» **DATA TO USE**:
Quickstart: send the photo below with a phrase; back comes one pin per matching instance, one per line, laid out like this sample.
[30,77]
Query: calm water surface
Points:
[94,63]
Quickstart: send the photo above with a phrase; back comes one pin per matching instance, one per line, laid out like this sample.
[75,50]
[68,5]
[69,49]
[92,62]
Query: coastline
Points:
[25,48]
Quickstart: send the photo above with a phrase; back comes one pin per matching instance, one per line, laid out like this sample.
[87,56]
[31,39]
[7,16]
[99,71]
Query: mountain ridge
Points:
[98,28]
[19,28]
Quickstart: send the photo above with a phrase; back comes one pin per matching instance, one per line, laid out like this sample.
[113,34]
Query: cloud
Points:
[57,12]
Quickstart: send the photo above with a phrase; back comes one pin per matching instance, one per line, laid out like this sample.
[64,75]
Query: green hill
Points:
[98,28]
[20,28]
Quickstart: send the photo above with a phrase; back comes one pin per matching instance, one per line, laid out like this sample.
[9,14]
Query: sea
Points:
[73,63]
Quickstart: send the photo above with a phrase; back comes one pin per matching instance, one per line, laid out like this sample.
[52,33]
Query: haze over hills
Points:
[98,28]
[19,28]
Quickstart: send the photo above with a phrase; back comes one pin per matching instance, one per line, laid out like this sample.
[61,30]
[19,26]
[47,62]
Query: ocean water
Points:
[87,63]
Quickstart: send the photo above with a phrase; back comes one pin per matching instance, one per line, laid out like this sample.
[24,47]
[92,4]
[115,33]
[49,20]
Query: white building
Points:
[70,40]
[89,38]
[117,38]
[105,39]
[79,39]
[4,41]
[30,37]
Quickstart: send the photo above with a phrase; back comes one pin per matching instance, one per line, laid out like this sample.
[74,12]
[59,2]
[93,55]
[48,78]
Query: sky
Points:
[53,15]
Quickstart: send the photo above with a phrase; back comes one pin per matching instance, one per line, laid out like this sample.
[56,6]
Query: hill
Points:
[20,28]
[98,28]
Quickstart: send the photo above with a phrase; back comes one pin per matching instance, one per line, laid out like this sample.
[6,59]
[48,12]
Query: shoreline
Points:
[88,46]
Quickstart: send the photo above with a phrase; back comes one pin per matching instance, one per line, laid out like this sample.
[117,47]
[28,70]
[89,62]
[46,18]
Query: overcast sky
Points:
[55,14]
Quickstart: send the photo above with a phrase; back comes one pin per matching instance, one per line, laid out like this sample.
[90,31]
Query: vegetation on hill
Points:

» **ACTIVITY**: In which lines of the records does the word "water" appear? Copy each of them.

» **SOLUTION TO THIS TASK**:
Query: calm water surface
Query: ocean water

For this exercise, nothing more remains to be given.